■ **Exercise description**: Below are the entries. Transcribe exactly the lines from the one with "Target: white wall" through the one with "Target: silver laptop", ends included, and leave out all others.

======== Data for the task ========

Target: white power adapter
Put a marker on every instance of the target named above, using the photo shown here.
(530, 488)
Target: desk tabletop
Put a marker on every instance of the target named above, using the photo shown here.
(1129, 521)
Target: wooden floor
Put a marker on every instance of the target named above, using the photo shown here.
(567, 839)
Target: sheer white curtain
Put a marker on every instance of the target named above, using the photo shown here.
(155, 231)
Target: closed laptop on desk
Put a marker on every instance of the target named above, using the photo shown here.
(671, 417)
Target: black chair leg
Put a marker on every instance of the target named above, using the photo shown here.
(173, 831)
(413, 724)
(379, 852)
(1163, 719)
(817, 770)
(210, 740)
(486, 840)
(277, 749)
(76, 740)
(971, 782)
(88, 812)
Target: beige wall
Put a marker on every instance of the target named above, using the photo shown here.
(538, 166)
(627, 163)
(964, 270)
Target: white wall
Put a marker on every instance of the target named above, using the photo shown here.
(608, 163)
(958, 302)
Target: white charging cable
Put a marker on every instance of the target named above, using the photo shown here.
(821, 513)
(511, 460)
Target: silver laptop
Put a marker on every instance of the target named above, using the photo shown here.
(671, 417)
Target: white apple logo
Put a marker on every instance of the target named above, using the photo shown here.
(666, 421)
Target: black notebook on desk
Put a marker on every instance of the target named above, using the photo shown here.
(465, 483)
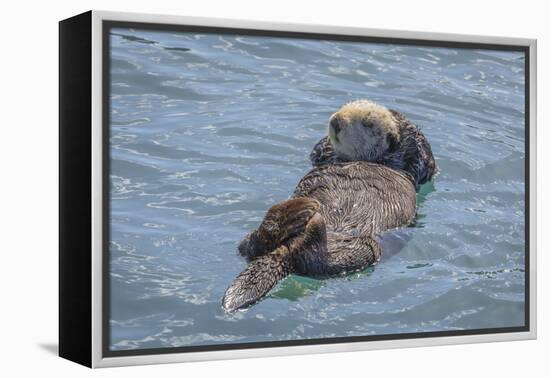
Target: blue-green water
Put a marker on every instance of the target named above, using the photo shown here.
(209, 131)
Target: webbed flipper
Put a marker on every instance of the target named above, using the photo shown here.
(282, 222)
(260, 276)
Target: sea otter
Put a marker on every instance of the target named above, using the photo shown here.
(364, 181)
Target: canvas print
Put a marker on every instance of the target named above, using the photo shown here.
(270, 189)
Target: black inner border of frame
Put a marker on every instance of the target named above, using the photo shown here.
(106, 292)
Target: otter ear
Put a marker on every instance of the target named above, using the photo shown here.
(393, 141)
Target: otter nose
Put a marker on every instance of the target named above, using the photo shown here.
(335, 124)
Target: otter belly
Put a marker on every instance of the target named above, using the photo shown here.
(360, 197)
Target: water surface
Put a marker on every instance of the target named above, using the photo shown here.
(209, 131)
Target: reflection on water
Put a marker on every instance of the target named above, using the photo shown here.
(209, 131)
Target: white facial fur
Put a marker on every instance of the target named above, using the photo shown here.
(364, 127)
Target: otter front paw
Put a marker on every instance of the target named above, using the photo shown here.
(282, 223)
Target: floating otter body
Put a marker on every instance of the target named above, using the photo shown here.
(364, 182)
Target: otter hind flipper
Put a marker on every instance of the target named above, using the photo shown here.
(260, 276)
(353, 255)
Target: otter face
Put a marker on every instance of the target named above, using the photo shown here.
(363, 131)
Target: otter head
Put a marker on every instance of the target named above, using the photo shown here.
(362, 130)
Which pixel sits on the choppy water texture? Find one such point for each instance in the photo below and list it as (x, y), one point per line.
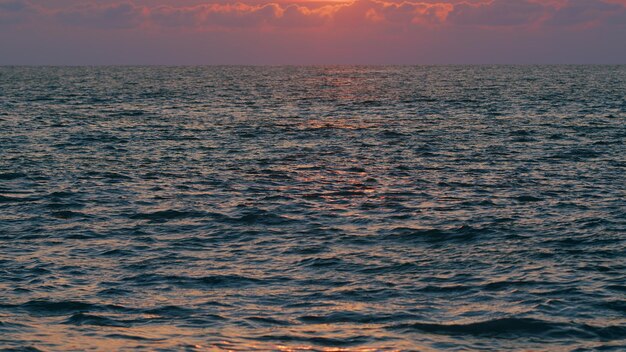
(313, 208)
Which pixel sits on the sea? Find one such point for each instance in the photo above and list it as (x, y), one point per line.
(313, 208)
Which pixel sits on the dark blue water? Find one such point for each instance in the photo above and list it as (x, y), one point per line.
(313, 208)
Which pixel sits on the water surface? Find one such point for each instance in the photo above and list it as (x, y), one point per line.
(313, 208)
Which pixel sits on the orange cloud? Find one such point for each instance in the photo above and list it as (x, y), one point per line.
(305, 15)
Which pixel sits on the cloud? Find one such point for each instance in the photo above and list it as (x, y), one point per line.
(16, 11)
(359, 14)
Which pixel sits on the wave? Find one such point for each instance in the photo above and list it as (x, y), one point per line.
(519, 327)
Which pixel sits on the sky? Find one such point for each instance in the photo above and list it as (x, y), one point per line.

========

■ **Solution below**:
Target: white wall
Put a marker on every instance of the target named above, using the photo shown here.
(608, 163)
(958, 302)
Target: white charging cable
Put a marker on every instance of the target named above, using the photo shown here.
(821, 513)
(511, 460)
Target: silver laptop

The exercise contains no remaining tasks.